Bounding-box records:
++++++

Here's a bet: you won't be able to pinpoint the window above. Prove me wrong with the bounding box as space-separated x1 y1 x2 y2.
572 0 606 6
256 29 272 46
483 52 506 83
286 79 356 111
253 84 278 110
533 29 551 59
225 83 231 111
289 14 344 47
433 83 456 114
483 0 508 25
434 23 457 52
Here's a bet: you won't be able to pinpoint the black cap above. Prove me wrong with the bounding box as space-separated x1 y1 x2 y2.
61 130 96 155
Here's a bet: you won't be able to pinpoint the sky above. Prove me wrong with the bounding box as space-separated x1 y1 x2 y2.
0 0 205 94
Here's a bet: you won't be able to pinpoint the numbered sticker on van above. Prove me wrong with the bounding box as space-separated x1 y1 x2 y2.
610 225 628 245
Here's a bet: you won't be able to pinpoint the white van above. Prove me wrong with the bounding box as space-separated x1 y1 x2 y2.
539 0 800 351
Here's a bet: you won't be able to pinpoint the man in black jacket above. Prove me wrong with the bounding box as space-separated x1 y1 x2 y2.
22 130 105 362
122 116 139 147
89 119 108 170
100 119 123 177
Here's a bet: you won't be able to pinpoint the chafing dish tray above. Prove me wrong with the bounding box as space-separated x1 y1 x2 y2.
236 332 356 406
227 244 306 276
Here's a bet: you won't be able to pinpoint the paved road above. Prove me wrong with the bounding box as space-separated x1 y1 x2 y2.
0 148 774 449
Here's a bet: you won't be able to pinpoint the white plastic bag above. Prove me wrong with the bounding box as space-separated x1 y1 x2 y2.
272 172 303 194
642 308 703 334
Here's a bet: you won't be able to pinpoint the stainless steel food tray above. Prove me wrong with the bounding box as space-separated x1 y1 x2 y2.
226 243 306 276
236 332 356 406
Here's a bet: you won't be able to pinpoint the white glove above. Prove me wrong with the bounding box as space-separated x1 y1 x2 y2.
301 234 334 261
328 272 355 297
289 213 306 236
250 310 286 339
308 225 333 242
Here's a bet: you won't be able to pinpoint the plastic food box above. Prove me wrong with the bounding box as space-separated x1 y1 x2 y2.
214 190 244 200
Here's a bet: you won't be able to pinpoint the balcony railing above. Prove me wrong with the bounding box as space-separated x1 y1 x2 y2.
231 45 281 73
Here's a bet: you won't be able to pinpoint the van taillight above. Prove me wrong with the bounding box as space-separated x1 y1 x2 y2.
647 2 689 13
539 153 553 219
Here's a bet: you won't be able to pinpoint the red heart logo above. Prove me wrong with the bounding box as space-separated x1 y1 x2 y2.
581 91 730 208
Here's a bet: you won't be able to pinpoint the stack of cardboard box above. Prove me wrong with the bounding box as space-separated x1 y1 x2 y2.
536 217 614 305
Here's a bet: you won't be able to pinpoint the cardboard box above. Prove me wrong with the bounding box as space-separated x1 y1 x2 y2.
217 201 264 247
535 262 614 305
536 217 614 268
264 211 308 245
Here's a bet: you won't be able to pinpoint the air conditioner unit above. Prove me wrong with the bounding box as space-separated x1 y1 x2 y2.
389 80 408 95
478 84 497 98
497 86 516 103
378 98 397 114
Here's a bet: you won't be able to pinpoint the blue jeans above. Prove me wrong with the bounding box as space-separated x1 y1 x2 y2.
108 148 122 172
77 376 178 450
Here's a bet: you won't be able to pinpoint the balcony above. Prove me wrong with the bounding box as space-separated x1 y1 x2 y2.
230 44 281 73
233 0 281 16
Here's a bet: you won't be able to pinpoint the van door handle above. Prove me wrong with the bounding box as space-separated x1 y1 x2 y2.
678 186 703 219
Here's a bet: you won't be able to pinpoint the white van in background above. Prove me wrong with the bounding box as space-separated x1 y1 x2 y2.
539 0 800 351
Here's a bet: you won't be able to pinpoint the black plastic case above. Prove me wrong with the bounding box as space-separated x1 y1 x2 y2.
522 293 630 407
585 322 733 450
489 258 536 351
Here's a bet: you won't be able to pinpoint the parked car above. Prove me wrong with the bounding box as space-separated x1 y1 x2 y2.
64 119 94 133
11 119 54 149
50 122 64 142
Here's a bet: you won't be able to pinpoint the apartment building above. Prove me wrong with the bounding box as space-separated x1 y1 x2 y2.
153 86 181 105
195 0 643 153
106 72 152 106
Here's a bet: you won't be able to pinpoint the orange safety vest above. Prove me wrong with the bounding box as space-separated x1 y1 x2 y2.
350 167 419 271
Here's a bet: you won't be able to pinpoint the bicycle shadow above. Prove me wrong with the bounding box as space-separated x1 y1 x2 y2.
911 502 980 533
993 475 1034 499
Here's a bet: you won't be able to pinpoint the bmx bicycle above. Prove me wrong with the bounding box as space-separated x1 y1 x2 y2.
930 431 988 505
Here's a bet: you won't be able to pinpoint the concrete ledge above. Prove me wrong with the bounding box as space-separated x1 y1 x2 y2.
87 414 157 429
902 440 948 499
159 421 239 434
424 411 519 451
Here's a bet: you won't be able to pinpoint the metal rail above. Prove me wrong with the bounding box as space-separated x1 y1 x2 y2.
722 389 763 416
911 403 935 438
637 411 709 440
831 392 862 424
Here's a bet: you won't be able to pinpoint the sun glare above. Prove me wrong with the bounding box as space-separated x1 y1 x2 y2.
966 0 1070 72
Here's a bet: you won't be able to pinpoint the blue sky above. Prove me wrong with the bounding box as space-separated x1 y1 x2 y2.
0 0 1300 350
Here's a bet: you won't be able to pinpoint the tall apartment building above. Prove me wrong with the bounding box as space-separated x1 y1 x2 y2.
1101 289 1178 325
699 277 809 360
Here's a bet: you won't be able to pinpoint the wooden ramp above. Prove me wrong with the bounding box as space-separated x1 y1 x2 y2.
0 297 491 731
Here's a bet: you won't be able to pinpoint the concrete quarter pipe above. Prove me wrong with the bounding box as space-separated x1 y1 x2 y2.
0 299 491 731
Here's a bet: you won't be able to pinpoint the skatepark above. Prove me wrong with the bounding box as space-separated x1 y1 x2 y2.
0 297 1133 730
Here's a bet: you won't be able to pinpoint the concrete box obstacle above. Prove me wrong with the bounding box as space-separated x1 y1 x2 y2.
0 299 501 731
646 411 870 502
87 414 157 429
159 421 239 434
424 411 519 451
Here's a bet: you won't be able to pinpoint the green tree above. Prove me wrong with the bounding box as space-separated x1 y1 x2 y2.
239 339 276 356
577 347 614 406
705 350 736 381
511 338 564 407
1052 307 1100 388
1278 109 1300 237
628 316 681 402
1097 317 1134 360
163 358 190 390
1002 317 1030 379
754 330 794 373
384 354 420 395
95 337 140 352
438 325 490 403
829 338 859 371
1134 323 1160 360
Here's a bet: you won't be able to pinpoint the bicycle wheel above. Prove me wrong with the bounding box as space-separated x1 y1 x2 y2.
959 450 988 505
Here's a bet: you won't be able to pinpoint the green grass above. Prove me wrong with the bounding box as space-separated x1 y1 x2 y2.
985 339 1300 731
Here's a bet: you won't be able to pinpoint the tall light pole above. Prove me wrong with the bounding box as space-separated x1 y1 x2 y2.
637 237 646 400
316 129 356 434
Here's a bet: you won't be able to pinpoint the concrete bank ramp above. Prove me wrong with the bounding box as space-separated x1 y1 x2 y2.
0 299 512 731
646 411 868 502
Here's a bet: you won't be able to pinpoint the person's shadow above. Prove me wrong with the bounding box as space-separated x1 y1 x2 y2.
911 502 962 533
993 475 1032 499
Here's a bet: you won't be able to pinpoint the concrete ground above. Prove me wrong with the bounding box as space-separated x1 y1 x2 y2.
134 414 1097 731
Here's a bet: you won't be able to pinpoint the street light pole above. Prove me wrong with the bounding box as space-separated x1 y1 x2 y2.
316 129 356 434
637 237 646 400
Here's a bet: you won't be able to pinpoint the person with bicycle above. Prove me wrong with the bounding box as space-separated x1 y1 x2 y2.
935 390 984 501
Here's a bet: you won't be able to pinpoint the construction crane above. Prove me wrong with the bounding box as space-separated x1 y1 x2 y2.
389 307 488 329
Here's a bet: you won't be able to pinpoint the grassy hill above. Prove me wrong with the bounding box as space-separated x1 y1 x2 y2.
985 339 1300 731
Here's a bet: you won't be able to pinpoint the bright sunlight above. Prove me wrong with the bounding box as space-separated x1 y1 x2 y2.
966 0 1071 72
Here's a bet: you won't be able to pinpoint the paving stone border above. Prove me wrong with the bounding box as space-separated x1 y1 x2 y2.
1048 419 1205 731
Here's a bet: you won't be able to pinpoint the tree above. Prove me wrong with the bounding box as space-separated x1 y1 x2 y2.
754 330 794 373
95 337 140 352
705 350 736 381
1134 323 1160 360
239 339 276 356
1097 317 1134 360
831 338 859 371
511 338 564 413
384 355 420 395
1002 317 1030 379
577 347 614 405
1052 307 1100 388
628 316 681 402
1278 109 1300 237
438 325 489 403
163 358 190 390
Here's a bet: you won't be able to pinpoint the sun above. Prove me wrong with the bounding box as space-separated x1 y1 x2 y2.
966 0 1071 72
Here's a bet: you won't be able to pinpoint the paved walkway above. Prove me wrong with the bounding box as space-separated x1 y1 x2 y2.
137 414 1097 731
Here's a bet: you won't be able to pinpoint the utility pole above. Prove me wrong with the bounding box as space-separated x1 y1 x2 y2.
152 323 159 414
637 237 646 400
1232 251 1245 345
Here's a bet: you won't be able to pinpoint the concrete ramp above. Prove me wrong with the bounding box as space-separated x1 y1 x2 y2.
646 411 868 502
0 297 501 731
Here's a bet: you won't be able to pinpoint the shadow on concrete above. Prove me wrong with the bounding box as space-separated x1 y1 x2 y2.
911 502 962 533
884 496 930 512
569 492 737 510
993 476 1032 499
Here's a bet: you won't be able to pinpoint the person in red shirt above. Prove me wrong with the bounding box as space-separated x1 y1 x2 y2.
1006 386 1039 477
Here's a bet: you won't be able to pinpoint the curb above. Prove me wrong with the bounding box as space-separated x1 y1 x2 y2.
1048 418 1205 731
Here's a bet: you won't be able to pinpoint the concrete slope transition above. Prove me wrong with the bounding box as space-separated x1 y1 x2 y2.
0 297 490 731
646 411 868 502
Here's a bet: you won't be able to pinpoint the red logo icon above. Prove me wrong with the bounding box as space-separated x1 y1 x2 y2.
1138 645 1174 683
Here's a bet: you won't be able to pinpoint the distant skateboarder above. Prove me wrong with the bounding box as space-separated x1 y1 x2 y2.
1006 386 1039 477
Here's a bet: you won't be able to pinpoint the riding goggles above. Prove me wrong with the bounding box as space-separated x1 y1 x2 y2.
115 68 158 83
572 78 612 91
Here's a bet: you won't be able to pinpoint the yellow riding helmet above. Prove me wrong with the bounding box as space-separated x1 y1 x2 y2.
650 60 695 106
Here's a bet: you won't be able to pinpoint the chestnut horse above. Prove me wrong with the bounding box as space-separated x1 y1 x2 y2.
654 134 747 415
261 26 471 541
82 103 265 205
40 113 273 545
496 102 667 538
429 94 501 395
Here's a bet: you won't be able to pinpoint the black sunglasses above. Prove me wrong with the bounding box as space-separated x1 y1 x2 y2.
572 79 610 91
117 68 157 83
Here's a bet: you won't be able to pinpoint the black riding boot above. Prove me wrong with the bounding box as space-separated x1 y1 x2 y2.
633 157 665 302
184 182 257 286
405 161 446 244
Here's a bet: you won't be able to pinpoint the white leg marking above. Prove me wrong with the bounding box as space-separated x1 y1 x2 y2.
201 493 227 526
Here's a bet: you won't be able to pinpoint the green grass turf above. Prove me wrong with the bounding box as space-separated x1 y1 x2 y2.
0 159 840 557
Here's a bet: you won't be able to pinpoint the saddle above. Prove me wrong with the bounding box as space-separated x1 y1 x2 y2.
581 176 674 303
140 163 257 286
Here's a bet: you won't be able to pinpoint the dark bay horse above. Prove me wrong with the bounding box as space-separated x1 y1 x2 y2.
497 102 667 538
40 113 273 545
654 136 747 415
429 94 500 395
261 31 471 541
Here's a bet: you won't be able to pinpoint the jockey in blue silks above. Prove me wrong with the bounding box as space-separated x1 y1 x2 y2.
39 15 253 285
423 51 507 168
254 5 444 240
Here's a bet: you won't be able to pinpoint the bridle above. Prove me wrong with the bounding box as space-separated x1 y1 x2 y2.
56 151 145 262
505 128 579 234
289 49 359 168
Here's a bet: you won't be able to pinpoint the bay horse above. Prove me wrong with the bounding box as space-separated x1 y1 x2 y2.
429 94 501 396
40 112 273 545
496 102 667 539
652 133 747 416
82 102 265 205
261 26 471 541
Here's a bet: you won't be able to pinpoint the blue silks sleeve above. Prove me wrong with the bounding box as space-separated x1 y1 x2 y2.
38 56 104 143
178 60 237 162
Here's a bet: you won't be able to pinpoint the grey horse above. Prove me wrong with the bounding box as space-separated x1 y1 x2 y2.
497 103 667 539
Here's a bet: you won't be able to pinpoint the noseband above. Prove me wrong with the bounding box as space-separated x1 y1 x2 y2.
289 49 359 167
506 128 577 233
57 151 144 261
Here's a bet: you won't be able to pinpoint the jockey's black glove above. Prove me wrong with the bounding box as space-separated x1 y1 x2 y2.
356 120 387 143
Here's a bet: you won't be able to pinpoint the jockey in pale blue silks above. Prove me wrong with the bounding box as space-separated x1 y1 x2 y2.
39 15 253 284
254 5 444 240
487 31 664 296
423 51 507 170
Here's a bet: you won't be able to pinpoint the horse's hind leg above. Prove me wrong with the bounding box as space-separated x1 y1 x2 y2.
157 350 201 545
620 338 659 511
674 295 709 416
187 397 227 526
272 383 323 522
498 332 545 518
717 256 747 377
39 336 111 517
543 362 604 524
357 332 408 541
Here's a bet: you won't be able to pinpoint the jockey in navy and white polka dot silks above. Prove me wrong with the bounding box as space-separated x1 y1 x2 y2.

++++++

What needs to be done » From the line with "Here's a bet: you won't be able to pinpoint the horse's" to the last line of the material, give every line again exactly, and only those lines.

Solution for this problem »
Here's a bet: you won't be able to pinpoint the horse's hind leg above. Prove me wrong with the bounding box as space-separated x1 y1 x2 y2.
157 350 201 545
620 338 659 511
674 295 709 416
187 397 227 526
272 383 323 522
498 332 545 518
717 256 747 377
39 336 111 517
543 362 604 524
357 332 408 541
Here's a bet: you won't be able to pinpoint the jockey in navy and white polka dot silks above. Prove me wrong with the bounding box as space-separated x1 y1 x2 y2.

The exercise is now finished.